Passage to read
=====

Sri Satender Singh Rana is an Indian Revenue Service (IRS) officer of 1994 Batch and is currently posted as Commissioner of Income Tax, ITAT, New Delhi. He has extensive experience in the field of Income Tax Litigation and judicial matters and is part of several committees formed by CBDT on Judicial/Litigation Matters.
A large number of assessments pertaining to cash deposited in banks during demonetization period are pending. The article analysis relevant sections of I.T. Act as well as various legal issues to assist assessing officers in passing error free sustainable assessment orders.
Mission of Operation Clean Money (OCM) is to create a tax-compliant society through a fair, transparent and non-intrusive tax administration where every Indian takes pride in paying taxes. The strategy of Operation Clean Money is as follows:
For income tax purposes, ‘Operation Clean Money’ primarily stands for verification of cash deposits during demonetisation period. Further details regarding this operation are available at www.cleanmoney.gov.in
The Department has issued following Internal Guidelines for Assessing Officers:
3. SOP dated 15.11.2017
4. SOP dated 05.03.2019
5. Internal Guidance note dated 13.06.2019
In the case of cash deposits in a bank account, there is some confusion regarding the section under which addition should be made.
In this regard, Section 68 of I-T. Act is reproduced below:
68. Where any sum is found credited in the books of an assessee maintained for any previous year, and the assessee offers no explanation about the nature and source thereof or the explanation offered by him is not, in the opinion of the Assessing Officer, satisfactory, the sum so credited may be charged to income-tax as the income of the assessee of that previous year:”
Section 69A of the I-T Act is reproduced below:
“Unexplained money, etc.
69A. Where in any financial year the assessee is found to be the owner of any money, bullion, jewellery or other valuable article and such money, bullion, jewellery or valuable article is not recorded in the books of account, if any, maintained by him for any source of income, and the assessee offers no explanation about the nature and source of acquisition of the money, bullion, jewellery or other valuable article, or the explanation offered by him is not, in the opinion of the Assessing Officer, satisfactory, the money and the value of the bullion, jewellery or other valuable article may be deemed to be the income of the assessee for such financial year.”
Books of account are defined in section 2(12A) of the I-T Act which is reproduced below:
(12A) ‘books or books of account’ includes ledgers, day-books, cash books, account-books and other books, whether kept in the written form or as print-outs of data stored in a floppy, disc, tape or any other form of electro-magnetic data storage device;”
Section 44AA of the IT Act lays down provision regarding maintenance of accounts by certain persons carrying on profession or business.

=====

Dataset records
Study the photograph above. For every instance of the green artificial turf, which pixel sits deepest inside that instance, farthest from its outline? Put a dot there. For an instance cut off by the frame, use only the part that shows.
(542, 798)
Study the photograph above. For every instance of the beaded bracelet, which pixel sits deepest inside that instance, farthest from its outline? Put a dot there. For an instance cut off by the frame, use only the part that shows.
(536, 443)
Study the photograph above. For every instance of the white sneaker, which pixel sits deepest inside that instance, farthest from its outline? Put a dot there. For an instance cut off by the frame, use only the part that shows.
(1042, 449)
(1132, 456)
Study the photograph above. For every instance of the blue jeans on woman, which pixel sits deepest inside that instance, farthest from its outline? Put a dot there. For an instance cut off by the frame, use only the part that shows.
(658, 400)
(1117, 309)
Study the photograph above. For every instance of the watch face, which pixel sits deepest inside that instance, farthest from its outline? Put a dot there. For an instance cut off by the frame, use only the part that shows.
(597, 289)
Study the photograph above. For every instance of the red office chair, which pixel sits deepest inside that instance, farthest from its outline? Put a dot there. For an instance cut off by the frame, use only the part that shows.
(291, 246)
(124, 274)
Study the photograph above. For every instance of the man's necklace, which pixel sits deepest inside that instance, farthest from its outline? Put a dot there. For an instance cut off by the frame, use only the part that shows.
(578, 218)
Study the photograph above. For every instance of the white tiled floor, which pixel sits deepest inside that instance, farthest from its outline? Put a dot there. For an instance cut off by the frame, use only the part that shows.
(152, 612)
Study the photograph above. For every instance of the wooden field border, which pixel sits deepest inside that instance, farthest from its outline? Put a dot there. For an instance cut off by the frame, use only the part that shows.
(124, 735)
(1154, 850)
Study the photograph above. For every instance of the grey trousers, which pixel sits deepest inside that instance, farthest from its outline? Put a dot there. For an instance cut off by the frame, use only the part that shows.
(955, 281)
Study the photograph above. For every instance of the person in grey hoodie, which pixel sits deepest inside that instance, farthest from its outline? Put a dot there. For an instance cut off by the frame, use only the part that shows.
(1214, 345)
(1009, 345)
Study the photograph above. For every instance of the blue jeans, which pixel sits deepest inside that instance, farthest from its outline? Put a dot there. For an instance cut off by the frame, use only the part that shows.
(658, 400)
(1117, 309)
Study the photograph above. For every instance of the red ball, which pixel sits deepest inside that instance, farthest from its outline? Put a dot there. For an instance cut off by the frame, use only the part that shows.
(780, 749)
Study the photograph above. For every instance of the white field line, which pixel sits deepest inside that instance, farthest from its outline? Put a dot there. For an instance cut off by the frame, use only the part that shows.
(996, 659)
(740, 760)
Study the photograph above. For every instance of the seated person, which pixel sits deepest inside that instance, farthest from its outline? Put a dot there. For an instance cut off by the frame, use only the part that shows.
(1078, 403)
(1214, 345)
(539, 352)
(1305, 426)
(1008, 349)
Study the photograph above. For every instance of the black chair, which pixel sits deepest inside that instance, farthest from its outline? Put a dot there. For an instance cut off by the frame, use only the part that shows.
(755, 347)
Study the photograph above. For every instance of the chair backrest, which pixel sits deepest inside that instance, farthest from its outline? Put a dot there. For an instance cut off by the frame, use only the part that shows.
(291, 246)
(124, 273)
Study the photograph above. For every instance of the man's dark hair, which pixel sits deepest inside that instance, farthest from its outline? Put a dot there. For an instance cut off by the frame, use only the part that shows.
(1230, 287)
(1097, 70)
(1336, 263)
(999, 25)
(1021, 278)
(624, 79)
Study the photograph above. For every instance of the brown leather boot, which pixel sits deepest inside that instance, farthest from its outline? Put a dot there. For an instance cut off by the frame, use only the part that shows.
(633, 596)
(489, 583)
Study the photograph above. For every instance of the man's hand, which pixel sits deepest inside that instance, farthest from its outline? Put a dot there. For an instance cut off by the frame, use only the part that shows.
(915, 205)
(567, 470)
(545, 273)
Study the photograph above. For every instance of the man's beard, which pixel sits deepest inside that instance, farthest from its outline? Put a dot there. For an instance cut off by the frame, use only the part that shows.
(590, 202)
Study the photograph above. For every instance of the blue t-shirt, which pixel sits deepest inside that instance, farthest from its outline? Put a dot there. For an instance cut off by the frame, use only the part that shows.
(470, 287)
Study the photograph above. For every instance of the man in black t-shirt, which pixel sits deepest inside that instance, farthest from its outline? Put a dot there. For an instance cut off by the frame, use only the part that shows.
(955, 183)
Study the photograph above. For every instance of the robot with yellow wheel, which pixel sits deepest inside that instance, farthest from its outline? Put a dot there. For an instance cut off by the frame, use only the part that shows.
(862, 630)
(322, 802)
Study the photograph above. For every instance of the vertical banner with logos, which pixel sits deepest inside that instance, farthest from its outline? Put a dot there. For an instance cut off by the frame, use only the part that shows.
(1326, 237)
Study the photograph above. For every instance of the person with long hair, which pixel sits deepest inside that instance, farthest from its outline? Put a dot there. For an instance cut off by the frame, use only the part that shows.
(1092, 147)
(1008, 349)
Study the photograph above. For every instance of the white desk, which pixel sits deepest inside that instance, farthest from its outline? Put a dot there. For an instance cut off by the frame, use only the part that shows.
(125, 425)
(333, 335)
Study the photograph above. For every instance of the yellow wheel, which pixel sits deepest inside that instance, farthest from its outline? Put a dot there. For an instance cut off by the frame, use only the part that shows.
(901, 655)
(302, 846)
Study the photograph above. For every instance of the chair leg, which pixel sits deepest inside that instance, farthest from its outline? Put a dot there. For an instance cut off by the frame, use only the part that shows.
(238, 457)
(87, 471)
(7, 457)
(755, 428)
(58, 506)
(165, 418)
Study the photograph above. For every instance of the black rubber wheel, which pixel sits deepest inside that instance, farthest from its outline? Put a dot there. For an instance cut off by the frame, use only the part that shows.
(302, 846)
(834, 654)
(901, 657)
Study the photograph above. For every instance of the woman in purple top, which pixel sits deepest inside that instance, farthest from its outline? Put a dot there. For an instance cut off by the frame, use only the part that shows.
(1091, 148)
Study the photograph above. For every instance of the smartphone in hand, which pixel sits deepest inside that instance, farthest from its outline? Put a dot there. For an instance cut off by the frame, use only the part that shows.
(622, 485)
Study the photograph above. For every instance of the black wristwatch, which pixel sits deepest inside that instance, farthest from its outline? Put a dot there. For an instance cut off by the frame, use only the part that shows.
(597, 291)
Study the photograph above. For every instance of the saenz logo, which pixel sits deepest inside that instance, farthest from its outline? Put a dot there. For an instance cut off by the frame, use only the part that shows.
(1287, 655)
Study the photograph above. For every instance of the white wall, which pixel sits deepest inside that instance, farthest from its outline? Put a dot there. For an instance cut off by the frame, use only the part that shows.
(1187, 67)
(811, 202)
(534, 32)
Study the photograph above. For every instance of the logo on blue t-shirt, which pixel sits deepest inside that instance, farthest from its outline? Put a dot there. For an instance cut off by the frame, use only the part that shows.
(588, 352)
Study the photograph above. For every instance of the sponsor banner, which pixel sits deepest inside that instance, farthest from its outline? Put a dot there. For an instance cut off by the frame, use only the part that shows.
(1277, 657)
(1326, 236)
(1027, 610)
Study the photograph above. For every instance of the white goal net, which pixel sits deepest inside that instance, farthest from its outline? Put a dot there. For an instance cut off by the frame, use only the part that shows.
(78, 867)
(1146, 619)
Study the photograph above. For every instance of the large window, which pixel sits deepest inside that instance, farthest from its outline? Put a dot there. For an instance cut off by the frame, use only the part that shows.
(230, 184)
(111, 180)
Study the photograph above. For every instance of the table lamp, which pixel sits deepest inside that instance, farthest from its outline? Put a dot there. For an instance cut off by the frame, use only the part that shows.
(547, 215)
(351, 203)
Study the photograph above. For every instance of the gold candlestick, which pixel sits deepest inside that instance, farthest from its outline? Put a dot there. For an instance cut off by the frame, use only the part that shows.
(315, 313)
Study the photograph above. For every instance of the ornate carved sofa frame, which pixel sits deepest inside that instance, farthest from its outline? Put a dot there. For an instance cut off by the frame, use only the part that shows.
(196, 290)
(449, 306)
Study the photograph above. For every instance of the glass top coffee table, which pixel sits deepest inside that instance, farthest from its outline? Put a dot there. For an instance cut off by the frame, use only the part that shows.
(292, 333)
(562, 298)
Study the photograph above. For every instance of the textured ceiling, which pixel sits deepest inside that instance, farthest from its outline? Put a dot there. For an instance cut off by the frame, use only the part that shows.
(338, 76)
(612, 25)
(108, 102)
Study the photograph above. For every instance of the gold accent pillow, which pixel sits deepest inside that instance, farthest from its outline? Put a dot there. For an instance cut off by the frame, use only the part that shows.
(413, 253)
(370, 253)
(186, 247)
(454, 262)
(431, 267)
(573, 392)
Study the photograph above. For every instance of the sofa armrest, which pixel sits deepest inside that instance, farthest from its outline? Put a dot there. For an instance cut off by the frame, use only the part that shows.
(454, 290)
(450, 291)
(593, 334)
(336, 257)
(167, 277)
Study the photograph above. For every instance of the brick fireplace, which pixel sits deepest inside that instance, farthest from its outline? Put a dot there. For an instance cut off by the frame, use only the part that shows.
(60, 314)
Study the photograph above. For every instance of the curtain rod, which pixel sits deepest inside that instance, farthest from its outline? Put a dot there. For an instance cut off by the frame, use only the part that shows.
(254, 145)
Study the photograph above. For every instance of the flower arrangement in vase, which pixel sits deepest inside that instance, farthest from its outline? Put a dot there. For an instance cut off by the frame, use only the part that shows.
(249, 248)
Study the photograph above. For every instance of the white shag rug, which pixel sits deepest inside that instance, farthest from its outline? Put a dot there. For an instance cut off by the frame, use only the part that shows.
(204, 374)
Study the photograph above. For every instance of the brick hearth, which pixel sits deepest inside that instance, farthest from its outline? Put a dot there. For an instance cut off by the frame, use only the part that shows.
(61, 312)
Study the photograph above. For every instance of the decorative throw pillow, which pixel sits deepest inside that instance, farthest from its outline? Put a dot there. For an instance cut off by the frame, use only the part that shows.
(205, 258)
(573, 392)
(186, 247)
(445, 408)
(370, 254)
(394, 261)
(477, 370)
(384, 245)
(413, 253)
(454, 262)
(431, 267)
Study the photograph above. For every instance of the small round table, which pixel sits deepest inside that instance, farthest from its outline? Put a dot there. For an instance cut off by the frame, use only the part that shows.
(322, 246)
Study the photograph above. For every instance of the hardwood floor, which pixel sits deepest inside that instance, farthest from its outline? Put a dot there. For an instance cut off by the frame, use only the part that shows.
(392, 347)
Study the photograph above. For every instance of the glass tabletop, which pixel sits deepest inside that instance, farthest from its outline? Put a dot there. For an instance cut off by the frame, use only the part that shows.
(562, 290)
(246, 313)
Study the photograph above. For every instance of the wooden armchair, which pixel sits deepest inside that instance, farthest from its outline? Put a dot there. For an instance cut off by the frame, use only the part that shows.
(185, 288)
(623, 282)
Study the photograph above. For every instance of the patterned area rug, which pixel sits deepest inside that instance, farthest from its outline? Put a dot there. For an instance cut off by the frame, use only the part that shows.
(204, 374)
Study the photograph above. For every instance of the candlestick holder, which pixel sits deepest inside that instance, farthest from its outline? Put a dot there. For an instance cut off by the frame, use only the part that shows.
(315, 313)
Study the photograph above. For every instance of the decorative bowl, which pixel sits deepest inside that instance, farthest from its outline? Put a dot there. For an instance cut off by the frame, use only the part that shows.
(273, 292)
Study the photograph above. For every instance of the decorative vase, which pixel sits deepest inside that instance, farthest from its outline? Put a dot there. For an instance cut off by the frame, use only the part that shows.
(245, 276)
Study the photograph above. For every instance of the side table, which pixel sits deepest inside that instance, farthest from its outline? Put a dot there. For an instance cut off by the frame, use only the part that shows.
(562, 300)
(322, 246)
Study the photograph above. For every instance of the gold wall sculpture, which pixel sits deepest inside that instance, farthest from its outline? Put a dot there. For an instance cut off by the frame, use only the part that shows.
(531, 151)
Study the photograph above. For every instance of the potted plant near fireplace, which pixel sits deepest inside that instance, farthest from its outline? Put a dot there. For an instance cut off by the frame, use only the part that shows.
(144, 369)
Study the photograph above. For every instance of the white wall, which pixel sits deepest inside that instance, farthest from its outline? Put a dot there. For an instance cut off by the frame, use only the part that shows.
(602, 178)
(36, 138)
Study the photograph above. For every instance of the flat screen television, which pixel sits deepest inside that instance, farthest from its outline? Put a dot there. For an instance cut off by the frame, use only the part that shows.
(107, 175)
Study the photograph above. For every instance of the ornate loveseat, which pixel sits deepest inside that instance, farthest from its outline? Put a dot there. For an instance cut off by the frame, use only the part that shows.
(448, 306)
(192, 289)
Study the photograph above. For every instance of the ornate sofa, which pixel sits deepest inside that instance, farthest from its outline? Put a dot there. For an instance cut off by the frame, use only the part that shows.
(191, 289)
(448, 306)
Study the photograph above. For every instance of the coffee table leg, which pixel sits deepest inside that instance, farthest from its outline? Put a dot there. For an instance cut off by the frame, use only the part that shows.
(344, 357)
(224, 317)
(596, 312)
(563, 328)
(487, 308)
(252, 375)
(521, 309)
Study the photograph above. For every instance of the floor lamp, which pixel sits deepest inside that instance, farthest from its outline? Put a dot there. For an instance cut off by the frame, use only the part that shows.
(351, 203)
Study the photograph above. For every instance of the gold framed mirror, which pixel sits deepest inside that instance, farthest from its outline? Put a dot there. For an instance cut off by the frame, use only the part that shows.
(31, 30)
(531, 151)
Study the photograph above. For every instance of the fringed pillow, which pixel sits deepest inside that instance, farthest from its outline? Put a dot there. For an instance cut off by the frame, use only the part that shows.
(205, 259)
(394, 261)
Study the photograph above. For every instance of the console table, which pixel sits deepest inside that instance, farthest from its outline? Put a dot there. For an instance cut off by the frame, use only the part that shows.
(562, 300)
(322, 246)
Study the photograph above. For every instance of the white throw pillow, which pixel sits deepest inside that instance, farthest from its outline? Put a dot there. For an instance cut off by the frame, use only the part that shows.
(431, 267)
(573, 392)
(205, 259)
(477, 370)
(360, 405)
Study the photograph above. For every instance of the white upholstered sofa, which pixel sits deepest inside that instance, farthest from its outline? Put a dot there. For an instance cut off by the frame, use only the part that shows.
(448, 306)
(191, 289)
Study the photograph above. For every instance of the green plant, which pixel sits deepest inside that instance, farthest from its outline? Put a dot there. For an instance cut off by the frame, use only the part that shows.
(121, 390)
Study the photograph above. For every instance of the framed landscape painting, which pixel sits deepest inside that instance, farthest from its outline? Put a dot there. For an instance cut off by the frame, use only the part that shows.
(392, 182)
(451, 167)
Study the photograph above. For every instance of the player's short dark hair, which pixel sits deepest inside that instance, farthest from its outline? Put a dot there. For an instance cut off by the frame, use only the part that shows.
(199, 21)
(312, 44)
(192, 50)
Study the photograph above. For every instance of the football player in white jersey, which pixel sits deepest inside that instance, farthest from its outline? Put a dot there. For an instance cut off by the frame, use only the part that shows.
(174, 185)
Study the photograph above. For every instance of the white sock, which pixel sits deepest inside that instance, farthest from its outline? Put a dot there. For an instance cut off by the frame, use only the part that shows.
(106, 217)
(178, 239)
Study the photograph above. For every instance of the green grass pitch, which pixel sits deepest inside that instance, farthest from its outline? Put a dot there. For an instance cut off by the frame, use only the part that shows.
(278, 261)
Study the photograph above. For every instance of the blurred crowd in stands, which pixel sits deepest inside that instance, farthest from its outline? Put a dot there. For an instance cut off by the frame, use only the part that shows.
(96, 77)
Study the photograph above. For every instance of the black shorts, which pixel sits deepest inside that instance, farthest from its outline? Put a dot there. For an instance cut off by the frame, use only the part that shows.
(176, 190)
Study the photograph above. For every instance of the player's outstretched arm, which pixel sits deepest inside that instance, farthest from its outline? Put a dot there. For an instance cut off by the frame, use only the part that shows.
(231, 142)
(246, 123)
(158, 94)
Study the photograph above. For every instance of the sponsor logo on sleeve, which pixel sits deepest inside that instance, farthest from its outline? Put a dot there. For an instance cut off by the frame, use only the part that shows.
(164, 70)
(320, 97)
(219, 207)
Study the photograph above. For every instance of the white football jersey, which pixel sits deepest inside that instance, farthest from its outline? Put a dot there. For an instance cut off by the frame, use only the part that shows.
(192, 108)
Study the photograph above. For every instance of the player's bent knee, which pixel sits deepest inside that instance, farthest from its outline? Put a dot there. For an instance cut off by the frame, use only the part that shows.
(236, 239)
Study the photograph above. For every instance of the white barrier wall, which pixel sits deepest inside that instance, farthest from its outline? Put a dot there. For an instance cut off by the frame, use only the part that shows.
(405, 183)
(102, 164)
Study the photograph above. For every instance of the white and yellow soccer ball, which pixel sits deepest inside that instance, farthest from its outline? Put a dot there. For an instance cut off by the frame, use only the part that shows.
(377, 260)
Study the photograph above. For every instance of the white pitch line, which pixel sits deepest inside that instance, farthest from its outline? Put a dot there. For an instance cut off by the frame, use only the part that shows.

=====

To do
1. Find every line in the entries above that contains the word "brick", and copy each of those lines in full.
2. Extend the article on assessing cash deposits made during demonetization, continuing after its final sentence.

Expected results
1.
Study the photograph above. For every instance of the brick fireplace, which pixel sits deepest inside that instance, farthest from its outline? Put a dot there. For an instance cut off by the frame, use only the part that shows.
Study the photograph above. For every instance of the brick hearth, which pixel sits deepest inside that instance, farthest from its outline? Put a dot there. For an instance cut off by the frame, use only the part that shows.

2.
In view of the above provisions, addition should be made u/s 68 of the I-T Act if:
1. the assessee is maintaining books of account, and
2. the amount is credited in these books of account
If the assessee is having business income and books of account are maintained, bank account constitutes books of account.
However, if the assessee is either:
1. not having business income, or
2. assessee is not maintaining books of account, or
3. disclosing income on presumptive basis without maintaining books of account, bank account does not constitute his books of account and addition should be made u/s 69A of the I-T Act.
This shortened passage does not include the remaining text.